> **Fragmento para leer**
-*-
Bibliófagos

El oscuro reino de los comedores de libros 

Ilustraciones de Ana J. Bellido

 

Pocas cosas en la naturaleza son tan constantes como la ley de recambio energético. El inevitable y generalmente dramático flujo calórico de un organismo al siguiente. La eterna transformación química del sustento: un individuo engulle a otro y se convierte, a su vez, en merienda del próximo. Eslabones digestivos que se entrelazan para conformar una violenta cadena alimenticia. Podemos afirmar, sin miedo a caer en exageraciones, que siempre que exista un ser vivo capaz de introducir energía al sistema, habrá́ otro que lo intente devorar. Sería francamente estúpido entonces pensar que los libros, que son tan nutritivos, se salvarían de terminar en las fauces de algún depredador. Y no nos estamos refiriendo con nutritivo a un nivel metafórico, sino a la cualidad física de valor alimenticio. 

¿Qué es un libro? 

Dejemos de lado la tentativa a dar una respuesta de carácter filosófico y contestemos de manera concreta: un libro es principalmente papel, un poco de pegamento y envoltorio. No es necesario dominar el tema para saber que el papel se obtiene a partir de fibras vegetales (específicamente de pulpa de celulosa), por lo que es posible proponer que, al menos en términos fisiológicos, un libro no es otra cosa que un gran sándwich de celulosa. Un emparedado gourmet que, sin importar el tipo de pan que lo sostenga (cuero, cartón, pergamino o tela) y el aderezo de unión empleado (pegamento blanco, hilo o grapas), tiene la particularidad de ofrecer su contenido energético siempre en rebanadas ultrafinas.

Visto de esta manera, la colección de libros se extiende como un bufet apetecible. Un bioma tentador. Tierra fértil para todo aquél al que le sea posible transformar madera procesada en sustento cotidiano y convertir el librero en eco- sistema propicio para la vasta proliferación de la especie.

La red trófica de la biblioteca es un tanto austera. Posee apenas unos cuantos niveles. Quizás su particularidad más sobresaliente sea que figura como un ciclo abierto por sus dos extremos. Por un lado están los productores, los organismos generadores de la materia orgánica sobre la que se basa el resto del andamiaje. Podrá parecer paradójico para el naturalista inexperto, pero en este caso en concreto los proveedores del sistema no quedan comprendidos dentro de la cadena; tan sólo sus productos. Los aportadores del sustento biológico habitan despreocupados en una órbita existencial completamente distinta. Estamos hablando obviamente del intrincado phylum de los escritores, editores y publicistas (que aunque resulta también llamativo no abordaremos más en el presente tratado). Para nuestro estudio sólo competen sus frutos: los libros que cumplen la función de base de la pirámide.
-*-
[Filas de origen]
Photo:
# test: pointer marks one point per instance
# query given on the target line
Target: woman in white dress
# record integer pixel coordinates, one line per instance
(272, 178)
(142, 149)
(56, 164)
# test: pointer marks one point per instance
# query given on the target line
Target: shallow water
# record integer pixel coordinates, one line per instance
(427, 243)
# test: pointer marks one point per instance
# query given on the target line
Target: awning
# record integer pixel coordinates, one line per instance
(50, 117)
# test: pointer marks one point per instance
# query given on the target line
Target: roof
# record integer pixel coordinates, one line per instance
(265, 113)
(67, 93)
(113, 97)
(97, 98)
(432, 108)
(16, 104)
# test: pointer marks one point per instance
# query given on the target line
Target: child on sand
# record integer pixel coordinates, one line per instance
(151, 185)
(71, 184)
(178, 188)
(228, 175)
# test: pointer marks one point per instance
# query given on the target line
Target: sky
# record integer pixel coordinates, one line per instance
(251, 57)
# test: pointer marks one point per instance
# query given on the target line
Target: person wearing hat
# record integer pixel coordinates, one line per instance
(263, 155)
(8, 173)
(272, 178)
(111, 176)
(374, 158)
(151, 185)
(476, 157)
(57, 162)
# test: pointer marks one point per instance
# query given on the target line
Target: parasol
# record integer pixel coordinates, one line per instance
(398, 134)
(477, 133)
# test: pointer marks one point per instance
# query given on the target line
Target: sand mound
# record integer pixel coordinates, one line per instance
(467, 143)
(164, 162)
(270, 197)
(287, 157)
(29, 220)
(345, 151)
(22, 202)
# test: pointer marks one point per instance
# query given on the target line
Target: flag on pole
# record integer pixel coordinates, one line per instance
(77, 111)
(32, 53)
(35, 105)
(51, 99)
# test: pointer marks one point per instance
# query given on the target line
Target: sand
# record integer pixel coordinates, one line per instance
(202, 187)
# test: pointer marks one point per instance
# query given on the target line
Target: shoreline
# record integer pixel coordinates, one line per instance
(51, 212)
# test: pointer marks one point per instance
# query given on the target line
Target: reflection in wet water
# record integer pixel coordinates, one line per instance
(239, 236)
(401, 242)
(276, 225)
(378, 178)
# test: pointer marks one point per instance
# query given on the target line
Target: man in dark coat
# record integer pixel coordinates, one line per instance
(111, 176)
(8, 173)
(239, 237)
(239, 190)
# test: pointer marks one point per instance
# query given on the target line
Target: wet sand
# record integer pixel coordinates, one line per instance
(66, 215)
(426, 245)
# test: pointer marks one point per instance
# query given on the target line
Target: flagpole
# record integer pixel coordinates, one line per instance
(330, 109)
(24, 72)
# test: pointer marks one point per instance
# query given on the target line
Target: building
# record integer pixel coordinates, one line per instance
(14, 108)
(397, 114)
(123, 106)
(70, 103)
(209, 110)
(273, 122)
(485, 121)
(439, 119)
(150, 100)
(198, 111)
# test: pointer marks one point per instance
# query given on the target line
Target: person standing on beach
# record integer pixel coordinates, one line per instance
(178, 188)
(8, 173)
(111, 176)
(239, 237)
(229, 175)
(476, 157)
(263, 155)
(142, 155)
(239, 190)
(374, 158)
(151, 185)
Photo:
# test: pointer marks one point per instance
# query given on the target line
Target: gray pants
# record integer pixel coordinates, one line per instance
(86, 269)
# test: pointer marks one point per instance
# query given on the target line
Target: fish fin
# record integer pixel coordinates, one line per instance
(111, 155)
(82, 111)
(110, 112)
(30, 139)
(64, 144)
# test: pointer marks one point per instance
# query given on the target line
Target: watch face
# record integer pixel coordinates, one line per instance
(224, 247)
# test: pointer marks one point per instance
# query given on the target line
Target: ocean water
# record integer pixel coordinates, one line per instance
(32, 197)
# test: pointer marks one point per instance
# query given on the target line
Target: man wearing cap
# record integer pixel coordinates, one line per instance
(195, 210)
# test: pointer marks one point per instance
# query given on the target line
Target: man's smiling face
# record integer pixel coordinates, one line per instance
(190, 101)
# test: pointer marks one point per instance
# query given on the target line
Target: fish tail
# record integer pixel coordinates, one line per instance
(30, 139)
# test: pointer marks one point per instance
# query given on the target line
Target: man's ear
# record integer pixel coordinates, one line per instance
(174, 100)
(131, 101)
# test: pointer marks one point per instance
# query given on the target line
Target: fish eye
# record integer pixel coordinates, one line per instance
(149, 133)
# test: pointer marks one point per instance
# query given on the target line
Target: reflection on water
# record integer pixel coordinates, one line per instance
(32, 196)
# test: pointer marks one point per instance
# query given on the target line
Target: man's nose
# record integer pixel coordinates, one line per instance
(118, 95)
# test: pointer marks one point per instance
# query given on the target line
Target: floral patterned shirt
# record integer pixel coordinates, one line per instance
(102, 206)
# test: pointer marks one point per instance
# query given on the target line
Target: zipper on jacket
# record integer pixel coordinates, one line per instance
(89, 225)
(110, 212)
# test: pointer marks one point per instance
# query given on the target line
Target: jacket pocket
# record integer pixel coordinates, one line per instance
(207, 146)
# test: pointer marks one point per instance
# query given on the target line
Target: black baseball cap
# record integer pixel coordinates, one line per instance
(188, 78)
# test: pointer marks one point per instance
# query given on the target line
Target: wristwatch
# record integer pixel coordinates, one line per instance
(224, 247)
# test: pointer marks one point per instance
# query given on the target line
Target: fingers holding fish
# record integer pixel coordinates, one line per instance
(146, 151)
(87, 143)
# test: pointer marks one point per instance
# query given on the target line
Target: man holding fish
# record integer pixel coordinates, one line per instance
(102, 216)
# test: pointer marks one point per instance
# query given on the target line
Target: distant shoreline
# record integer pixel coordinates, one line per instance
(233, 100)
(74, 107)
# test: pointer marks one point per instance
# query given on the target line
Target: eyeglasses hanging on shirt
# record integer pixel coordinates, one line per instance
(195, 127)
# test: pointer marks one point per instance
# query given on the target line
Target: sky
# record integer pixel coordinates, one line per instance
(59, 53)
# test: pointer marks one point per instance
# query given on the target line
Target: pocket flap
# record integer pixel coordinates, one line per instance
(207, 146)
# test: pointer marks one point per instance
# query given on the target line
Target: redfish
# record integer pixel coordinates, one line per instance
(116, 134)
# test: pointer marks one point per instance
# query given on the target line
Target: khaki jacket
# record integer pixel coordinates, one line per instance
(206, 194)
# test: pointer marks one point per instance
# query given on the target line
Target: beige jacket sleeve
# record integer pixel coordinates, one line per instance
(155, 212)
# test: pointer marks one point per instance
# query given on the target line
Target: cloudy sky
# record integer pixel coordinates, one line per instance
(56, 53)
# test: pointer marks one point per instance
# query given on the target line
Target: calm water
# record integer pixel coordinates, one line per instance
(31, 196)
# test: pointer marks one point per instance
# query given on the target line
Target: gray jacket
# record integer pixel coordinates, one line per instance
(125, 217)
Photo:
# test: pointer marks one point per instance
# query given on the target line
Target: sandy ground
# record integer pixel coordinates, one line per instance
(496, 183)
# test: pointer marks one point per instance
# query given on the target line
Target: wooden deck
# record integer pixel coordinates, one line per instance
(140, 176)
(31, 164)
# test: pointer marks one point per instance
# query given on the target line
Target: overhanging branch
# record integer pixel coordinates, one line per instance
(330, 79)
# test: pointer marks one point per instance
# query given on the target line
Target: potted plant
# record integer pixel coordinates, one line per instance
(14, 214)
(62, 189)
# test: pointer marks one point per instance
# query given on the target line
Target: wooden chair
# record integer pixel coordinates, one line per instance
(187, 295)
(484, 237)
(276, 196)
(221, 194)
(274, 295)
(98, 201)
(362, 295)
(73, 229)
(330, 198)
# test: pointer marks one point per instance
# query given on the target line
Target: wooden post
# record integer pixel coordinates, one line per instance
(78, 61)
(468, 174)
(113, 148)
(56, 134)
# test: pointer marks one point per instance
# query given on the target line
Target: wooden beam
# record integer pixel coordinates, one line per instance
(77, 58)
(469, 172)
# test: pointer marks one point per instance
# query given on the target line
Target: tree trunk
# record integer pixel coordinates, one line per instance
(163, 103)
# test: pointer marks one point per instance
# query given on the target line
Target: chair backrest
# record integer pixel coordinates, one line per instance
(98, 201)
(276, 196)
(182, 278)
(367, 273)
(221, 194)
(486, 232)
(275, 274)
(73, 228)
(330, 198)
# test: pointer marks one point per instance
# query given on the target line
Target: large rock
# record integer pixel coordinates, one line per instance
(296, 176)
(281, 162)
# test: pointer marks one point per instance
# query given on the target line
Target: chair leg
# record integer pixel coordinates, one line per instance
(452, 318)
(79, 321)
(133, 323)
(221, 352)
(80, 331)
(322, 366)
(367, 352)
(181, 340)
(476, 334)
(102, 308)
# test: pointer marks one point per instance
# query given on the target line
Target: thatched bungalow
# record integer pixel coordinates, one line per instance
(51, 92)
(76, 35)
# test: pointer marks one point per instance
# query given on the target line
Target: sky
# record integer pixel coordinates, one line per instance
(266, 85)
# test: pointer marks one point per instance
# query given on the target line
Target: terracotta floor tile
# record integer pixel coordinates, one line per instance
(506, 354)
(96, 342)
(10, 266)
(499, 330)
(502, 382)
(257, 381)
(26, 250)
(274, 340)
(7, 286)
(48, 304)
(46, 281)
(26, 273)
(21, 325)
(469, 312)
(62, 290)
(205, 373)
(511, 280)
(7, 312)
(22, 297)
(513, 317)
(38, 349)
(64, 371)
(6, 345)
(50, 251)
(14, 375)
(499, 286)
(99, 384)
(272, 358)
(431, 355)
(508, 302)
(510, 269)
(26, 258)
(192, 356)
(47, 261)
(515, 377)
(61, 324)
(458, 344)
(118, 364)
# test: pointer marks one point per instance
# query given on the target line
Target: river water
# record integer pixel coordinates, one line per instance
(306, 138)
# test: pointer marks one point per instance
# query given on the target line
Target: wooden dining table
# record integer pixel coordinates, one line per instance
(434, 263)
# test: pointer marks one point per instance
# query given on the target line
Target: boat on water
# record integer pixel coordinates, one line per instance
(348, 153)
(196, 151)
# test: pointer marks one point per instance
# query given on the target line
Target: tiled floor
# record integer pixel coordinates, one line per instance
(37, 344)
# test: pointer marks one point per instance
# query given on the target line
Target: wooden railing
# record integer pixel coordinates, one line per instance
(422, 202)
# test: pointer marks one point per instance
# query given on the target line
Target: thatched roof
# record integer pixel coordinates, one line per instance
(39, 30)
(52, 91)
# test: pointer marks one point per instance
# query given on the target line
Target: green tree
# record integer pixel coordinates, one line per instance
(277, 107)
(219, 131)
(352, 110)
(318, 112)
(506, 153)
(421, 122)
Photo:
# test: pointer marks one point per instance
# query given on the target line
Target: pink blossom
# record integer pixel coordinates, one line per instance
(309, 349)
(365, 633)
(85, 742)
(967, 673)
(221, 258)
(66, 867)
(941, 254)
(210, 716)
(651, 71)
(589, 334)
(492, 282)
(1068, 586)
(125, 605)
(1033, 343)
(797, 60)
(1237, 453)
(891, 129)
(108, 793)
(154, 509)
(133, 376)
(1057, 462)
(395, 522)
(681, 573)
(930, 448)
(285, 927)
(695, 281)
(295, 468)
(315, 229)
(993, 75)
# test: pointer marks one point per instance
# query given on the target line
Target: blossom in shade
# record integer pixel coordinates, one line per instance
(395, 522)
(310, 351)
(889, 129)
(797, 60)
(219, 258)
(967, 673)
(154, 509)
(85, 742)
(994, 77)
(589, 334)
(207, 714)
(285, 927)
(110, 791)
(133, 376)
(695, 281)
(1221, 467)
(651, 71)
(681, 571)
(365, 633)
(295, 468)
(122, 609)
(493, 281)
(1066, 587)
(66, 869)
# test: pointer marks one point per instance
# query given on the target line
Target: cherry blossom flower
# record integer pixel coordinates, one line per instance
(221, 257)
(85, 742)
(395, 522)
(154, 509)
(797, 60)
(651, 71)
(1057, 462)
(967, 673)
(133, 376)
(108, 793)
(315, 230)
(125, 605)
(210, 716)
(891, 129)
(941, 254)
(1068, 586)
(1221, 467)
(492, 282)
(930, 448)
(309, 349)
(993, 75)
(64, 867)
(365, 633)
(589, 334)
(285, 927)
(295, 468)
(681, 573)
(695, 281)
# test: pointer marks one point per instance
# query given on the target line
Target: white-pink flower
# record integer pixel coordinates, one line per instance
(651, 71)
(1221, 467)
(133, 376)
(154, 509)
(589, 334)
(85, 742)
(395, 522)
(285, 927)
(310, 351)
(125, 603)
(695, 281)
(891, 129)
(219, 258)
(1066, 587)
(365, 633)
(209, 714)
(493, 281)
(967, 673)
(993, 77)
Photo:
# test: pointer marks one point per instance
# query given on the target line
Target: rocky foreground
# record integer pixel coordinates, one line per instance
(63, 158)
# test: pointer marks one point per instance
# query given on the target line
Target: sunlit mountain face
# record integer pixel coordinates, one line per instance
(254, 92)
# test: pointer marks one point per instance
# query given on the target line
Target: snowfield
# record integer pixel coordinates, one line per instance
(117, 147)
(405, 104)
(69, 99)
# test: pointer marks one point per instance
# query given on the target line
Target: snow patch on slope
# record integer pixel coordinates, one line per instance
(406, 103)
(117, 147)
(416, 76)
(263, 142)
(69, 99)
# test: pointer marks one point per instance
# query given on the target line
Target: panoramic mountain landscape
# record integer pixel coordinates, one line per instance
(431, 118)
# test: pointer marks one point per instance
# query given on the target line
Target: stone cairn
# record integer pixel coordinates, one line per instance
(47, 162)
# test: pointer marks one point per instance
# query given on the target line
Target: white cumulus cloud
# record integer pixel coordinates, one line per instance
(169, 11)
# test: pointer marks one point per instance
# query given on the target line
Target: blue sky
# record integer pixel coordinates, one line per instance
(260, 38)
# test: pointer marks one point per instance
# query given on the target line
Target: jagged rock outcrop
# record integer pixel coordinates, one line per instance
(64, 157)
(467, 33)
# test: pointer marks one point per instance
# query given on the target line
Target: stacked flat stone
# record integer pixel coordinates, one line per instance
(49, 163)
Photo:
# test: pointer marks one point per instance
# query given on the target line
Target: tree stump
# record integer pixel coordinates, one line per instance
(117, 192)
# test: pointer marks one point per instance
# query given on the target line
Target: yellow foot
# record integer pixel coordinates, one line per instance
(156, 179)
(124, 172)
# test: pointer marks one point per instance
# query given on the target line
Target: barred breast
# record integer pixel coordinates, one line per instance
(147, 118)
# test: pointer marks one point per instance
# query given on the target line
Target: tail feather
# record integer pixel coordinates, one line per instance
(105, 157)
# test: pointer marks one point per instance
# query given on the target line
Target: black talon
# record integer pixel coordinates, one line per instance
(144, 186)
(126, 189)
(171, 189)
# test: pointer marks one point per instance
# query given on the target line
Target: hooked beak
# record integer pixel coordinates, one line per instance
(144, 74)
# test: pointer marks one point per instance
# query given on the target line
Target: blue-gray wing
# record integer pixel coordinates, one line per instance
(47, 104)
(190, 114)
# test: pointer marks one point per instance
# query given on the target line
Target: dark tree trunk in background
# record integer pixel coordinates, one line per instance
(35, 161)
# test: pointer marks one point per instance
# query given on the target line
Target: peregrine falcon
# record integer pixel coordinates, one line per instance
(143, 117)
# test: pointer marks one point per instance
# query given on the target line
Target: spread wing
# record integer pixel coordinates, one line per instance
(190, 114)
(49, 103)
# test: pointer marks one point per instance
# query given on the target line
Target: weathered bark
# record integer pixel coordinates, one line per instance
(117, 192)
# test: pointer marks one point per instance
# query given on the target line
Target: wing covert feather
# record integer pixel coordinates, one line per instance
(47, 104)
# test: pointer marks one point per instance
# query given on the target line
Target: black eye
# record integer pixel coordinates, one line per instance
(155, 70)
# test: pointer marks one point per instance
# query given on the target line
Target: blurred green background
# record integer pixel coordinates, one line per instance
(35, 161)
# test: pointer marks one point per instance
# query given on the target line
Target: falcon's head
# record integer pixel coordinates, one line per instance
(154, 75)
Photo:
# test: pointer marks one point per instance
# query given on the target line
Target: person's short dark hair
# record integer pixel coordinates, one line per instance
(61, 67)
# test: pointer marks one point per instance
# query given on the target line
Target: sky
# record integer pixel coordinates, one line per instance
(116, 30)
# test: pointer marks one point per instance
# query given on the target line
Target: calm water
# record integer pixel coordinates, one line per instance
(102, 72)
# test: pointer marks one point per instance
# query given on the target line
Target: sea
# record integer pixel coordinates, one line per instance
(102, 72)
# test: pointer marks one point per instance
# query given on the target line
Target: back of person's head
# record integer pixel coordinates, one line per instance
-*-
> **Desafío**
Transcribe sin cambios el pasaje del fragmento sobre los comedores de libros que va de "Pocas cosas en" a "es un libro?". Las filas no tienen relación alguna con el fragmento.

> **Respuesta del ejercicio**
Pocas cosas en la naturaleza son tan constantes como la ley de recambio energético. El inevitable y generalmente dramático flujo calórico de un organismo al siguiente. La eterna transformación química del sustento: un individuo engulle a otro y se convierte, a su vez, en merienda del próximo. Eslabones digestivos que se entrelazan para conformar una violenta cadena alimenticia. Podemos afirmar, sin miedo a caer en exageraciones, que siempre que exista un ser vivo capaz de introducir energía al sistema, habrá́ otro que lo intente devorar. Sería francamente estúpido entonces pensar que los libros, que son tan nutritivos, se salvarían de terminar en las fauces de algún depredador. Y no nos estamos refiriendo con nutritivo a un nivel metafórico, sino a la cualidad física de valor alimenticio. 

¿Qué es un libro?